— BEGIN Document text —

So that's what a viewer is. And that's what the architecture of a big metaverse looks like.
Not OP, but would like to say thank you for the exhaustive reply anyway. This sounds like an extraordinarily well-designed system, even with the obvious optimisation opportunities… sad it was never destined to really take off!
Thanks for this, inspiring what OS even in such a niche topic can do. This is much closer to the real metaverse idea. Zuck's 10 billion/y vaporware will rot in a few years while such communities will chug along.
That was Sansar, which was a "game level loader" type of virtual world. You connect to a space, you wait while a gigabyte or so of content downloads, and then performance is good. It didn't sell. Usage was 10 to 100 concurrent users. It was sold off to another company. It's still up, averaging about 5 concurrent users.[1]
The idea behind "puppetry" is that not everyone will use it, but performers and people who want to be looked at will. The audience doesn't have to wear trackers. I'm looking forward to live theater in Second Life.

— END Document text —
— BEGIN Raw records —

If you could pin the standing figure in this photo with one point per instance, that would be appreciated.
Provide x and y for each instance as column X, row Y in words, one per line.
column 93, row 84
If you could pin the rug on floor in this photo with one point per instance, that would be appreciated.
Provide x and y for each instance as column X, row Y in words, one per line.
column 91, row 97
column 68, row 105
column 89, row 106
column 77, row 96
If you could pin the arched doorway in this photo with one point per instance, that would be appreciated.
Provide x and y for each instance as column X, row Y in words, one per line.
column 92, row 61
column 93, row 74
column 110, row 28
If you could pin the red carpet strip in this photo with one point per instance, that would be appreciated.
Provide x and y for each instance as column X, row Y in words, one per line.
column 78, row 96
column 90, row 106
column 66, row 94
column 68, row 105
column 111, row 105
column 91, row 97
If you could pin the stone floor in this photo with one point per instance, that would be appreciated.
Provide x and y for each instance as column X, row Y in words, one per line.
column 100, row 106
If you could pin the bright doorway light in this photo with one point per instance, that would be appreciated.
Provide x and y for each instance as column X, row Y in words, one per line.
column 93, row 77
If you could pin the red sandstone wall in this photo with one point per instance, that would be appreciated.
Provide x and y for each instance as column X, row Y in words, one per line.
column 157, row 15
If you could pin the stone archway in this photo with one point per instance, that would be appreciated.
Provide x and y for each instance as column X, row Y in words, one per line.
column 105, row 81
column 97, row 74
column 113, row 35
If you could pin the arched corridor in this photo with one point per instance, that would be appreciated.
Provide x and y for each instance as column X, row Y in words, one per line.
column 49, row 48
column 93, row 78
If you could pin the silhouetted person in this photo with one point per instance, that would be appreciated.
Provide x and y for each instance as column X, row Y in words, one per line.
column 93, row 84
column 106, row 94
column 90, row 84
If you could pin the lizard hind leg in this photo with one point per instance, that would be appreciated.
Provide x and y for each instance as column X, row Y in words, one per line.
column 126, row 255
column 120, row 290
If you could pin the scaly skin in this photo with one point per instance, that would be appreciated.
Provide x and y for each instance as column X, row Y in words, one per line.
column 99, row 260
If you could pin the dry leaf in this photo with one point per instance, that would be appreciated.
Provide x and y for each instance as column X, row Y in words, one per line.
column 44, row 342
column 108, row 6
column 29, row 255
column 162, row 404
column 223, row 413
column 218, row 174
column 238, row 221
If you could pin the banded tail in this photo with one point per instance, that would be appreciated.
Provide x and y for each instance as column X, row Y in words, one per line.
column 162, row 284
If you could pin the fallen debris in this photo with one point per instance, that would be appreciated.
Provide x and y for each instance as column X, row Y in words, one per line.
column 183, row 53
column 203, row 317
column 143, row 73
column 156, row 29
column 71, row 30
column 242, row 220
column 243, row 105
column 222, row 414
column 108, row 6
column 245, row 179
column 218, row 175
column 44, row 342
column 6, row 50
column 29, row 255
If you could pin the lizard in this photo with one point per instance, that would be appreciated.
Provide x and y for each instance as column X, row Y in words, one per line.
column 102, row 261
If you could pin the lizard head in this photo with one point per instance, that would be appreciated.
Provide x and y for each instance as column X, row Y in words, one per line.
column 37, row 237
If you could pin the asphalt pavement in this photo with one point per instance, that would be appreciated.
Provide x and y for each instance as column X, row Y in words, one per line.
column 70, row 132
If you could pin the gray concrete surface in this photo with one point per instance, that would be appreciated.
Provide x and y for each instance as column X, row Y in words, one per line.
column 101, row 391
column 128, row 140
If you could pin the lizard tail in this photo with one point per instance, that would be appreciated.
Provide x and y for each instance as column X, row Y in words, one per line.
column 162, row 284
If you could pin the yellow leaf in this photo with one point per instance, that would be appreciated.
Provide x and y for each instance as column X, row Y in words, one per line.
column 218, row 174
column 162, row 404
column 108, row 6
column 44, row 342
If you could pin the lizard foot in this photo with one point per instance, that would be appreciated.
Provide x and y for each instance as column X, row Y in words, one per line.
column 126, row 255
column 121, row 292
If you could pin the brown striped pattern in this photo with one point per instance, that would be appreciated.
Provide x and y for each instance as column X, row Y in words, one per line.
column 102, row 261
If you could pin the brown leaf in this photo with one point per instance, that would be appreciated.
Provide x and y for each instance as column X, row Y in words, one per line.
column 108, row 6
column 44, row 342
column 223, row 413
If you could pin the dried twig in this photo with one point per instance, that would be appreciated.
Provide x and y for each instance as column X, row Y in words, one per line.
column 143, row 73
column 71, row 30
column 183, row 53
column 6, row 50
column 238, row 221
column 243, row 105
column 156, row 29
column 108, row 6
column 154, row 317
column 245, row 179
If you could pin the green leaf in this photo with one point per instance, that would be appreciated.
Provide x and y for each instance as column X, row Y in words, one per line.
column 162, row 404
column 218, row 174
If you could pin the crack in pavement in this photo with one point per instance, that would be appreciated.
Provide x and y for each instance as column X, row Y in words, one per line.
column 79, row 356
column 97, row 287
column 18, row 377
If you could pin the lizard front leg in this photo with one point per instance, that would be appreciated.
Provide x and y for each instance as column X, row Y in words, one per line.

— END Raw records —

Your objective:
Carry on the discussion of virtual worlds and the metaverse from the point where it stops.

Output of the exercise:
I've been to puppetry virtual meetings in Second Life. Someone rigged for full body tracking and with a good microphone dominates the meeting without effort.
Thanks for the detailed explanation! Second Life sounds really cool now. I didn't realize there was all this dynamic downloading of assets and a marketplace for it.
> In 2022, the renewed general interest in the Metaverse translated into significant media opportunities for Second Life. Over 21,000 articles and other stories included Second Life in 2022 – nearly 5 times greater than the amount of media coverage we received in 2021.
Out of all the metaverse projects being worked on, SL coming out on top would be an incredible development
Yes. We had virtual worlds and an internet that wasn't yet completely broken. The Patriot Act was yet to be fully implemented, and we were recovering from the dotcom meltdown.
That is not the real problem. The real problem with virtual worlds is fun. Or lack thereof.
Virtual worlds are not entertainment media. There are entertainments within them, but the worlds themselves are neutral. That's true of Decentraland, Second Life, Sominium Space, and even VRchat. You have to make your own fun. Or find some place where someone else has made something fun.
The world itself is completely indifferent to you. It's not like playing a game, where the game forces you to do something immediately. It's like arriving in a new city on a bus and being dropped off at the big bus station. (Second Life's Social Island 10 is the Port Authority Bus Terminal of Second Life.)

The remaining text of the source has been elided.